Exercise objective:
Across the data, every line with the word "shirt" counts once; state the total alone.

Source material:
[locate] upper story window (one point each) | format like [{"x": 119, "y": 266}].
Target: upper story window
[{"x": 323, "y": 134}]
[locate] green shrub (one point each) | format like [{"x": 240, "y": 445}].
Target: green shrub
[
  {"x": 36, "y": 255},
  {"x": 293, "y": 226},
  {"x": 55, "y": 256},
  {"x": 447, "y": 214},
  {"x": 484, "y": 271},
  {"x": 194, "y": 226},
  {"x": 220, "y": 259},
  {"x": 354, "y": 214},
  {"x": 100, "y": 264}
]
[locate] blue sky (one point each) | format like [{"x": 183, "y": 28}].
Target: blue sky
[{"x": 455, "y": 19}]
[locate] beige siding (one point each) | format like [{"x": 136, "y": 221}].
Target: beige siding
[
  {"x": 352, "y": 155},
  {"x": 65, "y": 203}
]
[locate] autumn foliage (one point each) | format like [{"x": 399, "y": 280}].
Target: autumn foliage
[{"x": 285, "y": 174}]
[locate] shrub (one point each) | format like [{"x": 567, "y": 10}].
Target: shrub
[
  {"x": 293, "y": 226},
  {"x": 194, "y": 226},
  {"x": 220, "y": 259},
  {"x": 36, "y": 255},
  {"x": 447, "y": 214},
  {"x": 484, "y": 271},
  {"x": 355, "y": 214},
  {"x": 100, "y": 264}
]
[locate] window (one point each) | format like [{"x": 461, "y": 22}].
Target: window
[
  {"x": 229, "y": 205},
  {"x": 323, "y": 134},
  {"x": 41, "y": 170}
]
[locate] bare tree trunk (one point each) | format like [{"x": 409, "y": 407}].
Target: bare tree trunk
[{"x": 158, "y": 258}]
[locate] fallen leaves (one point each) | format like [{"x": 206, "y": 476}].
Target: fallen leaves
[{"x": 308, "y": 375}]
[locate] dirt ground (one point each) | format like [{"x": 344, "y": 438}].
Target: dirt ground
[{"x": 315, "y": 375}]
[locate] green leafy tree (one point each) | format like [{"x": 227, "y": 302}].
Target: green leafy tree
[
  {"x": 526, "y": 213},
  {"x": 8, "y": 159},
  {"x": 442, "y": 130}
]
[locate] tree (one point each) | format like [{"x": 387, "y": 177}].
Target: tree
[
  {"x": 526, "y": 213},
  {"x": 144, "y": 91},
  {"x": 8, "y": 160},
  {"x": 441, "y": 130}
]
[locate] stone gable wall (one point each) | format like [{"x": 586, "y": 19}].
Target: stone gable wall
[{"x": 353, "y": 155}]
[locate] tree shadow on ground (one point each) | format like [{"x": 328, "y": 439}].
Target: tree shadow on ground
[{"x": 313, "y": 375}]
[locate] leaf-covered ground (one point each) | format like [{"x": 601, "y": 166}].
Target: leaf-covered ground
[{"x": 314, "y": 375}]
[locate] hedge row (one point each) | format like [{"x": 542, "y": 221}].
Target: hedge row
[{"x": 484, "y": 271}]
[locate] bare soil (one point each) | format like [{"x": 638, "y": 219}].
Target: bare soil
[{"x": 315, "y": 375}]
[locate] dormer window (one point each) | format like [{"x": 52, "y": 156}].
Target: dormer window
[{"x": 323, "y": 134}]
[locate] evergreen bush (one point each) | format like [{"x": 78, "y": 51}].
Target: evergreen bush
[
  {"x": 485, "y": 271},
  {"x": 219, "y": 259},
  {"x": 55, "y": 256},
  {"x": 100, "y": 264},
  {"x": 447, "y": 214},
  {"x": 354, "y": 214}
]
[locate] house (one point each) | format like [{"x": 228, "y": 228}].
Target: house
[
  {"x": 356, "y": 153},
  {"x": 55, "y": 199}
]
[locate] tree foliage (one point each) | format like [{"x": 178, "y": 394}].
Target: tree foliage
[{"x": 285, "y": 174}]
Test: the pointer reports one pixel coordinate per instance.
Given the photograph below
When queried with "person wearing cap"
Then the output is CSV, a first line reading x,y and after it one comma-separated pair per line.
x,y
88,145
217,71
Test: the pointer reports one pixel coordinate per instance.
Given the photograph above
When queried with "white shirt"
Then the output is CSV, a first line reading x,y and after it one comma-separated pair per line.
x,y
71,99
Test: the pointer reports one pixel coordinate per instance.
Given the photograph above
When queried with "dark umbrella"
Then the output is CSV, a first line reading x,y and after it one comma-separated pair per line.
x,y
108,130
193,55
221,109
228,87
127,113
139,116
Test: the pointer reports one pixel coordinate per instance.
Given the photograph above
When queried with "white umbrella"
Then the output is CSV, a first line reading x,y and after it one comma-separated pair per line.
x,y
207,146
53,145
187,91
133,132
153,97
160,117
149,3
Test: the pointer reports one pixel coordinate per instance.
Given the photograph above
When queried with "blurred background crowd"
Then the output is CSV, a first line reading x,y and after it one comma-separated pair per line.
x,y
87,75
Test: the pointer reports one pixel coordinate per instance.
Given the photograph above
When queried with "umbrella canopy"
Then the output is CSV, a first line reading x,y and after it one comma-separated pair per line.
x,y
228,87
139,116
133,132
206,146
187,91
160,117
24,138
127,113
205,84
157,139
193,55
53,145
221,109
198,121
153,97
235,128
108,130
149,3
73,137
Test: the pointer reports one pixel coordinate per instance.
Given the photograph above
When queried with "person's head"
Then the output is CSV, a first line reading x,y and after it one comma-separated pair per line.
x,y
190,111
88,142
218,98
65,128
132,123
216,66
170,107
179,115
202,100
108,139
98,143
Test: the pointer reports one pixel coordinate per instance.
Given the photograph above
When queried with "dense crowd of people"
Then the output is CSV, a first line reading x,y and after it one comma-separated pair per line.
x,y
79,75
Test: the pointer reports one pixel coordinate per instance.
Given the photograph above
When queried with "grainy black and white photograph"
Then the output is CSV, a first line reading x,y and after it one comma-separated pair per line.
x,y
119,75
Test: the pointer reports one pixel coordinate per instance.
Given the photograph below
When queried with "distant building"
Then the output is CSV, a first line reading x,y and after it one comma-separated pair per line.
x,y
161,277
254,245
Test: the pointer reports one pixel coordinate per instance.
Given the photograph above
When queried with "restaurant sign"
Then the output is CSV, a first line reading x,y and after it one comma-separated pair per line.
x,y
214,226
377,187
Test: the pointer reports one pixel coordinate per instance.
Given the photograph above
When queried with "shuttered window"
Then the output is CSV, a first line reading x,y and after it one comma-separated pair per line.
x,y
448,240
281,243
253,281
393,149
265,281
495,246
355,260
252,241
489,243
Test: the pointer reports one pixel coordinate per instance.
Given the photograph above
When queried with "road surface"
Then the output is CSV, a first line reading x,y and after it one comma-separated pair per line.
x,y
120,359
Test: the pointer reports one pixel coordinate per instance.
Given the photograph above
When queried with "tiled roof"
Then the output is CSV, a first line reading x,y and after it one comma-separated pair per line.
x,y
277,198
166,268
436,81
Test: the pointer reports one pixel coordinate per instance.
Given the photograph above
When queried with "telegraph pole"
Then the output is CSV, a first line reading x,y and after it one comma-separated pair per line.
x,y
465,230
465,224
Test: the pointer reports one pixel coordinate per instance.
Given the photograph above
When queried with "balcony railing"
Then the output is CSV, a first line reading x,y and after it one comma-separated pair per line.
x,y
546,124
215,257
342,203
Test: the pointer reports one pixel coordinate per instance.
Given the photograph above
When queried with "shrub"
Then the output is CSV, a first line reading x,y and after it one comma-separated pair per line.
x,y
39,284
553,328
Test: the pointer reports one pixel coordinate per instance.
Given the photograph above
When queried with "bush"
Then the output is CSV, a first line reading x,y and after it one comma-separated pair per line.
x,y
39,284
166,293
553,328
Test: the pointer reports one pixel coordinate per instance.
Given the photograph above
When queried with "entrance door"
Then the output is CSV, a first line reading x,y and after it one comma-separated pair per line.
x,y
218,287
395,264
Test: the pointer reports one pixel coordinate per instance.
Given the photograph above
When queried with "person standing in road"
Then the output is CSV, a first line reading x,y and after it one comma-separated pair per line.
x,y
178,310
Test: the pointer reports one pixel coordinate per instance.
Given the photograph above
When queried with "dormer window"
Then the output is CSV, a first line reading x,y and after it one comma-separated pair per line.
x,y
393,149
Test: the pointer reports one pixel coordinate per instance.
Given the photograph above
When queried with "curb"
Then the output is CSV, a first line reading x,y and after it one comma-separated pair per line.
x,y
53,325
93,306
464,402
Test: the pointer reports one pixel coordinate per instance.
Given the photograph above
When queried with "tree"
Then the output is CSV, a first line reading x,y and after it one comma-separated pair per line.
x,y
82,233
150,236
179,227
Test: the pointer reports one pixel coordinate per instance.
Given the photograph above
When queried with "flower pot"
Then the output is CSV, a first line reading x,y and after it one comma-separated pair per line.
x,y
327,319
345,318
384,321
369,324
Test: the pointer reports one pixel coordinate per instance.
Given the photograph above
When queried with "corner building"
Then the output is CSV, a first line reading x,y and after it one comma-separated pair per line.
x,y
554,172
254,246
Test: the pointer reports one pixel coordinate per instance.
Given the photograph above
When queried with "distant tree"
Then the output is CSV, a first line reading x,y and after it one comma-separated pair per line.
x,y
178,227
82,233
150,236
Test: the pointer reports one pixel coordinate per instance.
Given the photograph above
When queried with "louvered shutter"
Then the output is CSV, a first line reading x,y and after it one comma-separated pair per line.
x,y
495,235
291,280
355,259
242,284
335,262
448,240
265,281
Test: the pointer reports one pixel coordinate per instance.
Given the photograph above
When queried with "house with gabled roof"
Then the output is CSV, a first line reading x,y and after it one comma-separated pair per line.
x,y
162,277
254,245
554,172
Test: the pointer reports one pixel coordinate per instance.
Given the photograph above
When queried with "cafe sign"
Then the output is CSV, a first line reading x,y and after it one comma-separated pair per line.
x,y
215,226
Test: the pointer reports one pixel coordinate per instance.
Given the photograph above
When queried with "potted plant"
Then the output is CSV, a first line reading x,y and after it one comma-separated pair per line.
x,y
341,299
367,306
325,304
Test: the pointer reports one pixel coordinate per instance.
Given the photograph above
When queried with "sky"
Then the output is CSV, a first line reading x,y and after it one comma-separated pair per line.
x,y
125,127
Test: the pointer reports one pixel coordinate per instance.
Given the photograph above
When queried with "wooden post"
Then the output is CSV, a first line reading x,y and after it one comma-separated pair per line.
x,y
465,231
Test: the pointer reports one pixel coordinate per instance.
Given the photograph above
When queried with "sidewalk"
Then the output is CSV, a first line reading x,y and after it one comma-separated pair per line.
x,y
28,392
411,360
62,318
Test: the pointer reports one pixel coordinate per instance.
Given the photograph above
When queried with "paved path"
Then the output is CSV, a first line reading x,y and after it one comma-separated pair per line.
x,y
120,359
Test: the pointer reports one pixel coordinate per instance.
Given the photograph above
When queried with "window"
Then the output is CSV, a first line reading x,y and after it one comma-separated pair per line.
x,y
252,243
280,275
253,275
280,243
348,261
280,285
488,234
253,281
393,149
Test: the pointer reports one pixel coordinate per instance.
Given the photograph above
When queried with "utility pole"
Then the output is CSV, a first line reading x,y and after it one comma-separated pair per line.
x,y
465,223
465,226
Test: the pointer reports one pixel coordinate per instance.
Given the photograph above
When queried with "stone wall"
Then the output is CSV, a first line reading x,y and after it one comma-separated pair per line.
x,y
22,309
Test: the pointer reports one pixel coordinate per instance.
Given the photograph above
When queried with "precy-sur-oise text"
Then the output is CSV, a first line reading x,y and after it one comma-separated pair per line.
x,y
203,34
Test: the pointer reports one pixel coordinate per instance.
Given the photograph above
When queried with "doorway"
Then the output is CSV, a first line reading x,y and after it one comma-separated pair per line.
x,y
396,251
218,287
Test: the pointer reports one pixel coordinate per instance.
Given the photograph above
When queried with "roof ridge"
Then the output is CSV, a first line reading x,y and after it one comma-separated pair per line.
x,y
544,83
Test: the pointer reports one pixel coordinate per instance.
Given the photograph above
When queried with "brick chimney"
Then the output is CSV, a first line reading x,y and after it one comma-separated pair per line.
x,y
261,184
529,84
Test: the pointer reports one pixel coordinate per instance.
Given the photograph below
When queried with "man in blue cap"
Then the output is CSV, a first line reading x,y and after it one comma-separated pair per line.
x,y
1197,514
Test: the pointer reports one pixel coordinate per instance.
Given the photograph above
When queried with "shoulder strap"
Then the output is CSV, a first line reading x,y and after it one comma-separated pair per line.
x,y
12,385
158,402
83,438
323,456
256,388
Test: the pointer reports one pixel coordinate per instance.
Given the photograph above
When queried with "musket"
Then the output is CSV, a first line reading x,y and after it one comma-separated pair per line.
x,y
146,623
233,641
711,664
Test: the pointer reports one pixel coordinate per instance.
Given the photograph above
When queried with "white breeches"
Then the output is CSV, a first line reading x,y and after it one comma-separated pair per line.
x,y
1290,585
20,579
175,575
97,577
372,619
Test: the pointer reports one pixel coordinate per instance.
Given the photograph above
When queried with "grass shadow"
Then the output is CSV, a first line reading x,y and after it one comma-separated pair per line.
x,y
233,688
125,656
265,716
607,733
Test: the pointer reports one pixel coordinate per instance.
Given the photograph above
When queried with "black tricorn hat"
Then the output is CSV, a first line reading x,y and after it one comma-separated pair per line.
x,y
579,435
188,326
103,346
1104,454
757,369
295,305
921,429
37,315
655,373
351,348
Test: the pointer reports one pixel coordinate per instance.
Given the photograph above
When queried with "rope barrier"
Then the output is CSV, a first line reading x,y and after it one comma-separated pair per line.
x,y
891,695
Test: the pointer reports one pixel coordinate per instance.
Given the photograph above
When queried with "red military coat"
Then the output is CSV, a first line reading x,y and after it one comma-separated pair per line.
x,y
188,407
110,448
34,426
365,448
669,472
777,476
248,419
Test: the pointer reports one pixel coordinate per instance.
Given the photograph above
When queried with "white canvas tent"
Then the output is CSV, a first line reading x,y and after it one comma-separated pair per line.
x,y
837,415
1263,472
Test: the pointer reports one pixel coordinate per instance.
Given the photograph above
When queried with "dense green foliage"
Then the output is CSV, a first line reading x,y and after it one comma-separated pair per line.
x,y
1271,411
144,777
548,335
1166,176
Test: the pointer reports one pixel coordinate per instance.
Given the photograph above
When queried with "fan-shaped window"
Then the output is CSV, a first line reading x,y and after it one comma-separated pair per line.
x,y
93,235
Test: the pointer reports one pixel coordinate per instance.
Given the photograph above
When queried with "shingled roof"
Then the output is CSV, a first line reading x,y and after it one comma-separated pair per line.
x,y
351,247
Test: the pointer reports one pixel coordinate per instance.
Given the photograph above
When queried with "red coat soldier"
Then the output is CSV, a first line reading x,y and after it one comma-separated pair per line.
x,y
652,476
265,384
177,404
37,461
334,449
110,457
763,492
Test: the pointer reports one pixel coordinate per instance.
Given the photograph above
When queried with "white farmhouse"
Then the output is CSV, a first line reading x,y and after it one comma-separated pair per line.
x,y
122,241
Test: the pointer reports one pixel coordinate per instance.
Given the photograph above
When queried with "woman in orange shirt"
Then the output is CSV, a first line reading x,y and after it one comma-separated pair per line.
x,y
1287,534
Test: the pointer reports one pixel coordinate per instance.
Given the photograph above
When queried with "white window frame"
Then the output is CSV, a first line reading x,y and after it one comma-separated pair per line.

Expected answer:
2